▸ Working data:

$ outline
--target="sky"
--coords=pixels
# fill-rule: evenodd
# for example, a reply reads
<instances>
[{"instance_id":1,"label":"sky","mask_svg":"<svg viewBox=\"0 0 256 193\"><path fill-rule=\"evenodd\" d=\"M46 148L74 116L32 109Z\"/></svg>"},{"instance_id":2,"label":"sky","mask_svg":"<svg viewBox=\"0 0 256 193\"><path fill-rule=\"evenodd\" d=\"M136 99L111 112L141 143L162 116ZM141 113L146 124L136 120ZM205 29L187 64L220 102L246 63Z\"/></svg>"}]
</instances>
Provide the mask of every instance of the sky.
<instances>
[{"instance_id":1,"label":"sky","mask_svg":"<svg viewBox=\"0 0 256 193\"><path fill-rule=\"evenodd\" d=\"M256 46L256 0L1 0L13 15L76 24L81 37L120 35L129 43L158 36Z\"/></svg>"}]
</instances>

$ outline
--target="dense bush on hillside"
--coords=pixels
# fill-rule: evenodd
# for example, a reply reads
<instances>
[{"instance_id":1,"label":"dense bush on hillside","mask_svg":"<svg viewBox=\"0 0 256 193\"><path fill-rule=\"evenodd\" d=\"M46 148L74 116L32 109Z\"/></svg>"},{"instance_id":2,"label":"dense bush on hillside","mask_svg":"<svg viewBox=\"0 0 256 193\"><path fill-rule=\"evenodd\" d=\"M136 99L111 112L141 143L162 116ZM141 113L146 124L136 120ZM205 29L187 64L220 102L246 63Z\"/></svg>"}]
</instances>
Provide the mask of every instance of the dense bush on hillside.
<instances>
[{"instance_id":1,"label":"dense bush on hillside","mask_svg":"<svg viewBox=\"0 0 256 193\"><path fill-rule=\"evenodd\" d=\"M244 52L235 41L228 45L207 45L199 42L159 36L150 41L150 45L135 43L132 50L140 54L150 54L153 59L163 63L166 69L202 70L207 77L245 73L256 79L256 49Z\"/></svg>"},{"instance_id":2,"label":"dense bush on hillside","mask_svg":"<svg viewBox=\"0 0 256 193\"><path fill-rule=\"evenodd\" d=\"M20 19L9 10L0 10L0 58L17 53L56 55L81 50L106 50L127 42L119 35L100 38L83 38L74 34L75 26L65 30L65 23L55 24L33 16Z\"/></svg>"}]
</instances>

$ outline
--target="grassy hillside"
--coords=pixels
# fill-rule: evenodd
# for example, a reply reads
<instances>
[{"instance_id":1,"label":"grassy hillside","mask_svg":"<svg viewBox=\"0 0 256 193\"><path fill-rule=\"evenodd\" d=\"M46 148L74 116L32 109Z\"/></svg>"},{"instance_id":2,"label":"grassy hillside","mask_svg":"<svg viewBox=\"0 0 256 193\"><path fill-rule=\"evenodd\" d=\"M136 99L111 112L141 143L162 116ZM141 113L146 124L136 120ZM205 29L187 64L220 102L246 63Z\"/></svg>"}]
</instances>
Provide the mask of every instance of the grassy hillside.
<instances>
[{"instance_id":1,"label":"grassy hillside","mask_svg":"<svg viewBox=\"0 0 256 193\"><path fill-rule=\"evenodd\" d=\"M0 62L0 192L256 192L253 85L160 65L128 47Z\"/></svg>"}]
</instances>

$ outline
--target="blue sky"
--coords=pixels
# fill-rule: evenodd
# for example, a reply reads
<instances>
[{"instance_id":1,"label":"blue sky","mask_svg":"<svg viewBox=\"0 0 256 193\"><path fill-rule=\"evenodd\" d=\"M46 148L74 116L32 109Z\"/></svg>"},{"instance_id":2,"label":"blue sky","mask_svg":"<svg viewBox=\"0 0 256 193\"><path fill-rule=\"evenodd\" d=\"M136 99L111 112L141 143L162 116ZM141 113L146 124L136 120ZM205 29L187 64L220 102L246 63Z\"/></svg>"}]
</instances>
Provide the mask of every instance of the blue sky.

▸ What the task requires:
Pull out every line of the entries above that contains the word "blue", matching case exactly.

▸ Result of this exercise:
--target="blue sky"
[{"instance_id":1,"label":"blue sky","mask_svg":"<svg viewBox=\"0 0 256 193\"><path fill-rule=\"evenodd\" d=\"M46 148L74 116L32 109Z\"/></svg>"},{"instance_id":2,"label":"blue sky","mask_svg":"<svg viewBox=\"0 0 256 193\"><path fill-rule=\"evenodd\" d=\"M136 99L111 112L141 143L162 116ZM141 113L146 124L136 120ZM205 29L187 64L220 102L246 63Z\"/></svg>"}]
Provide the mask of every instance of the blue sky.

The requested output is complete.